Rows from a pointing dataset
— begin —

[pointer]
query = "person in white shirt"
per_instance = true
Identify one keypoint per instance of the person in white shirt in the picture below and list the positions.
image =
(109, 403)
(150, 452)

— end —
— begin —

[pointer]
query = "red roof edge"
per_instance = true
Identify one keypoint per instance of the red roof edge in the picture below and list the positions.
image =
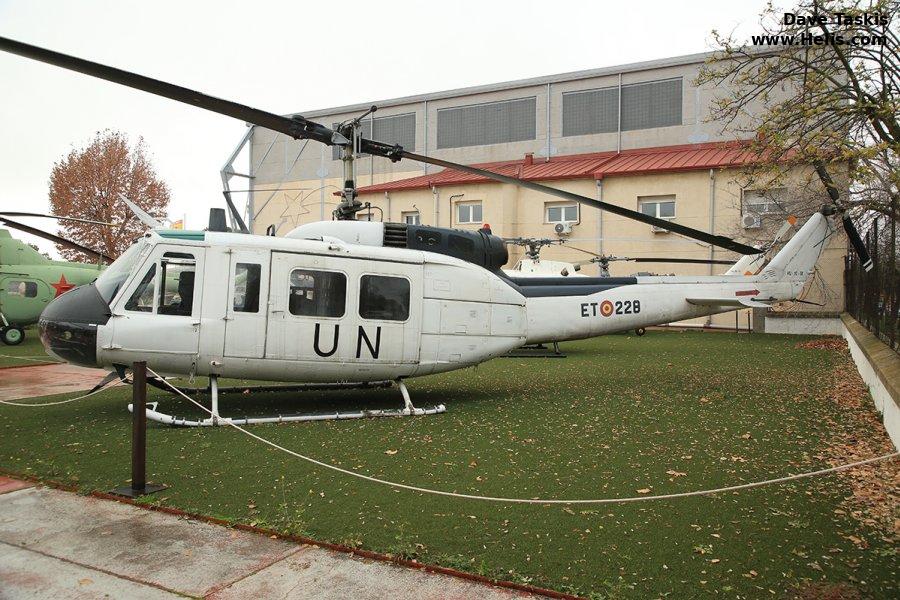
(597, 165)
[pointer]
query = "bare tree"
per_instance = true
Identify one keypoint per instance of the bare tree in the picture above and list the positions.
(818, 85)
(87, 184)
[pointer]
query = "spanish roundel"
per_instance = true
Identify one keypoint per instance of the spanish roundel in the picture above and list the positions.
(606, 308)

— end —

### Task to complete
List each line of the listing that contains the word "shirt".

### Finished exercise
query = "person in white shirt"
Identify one keypoint per instance of the person in white shirt in the picture below and list the positions.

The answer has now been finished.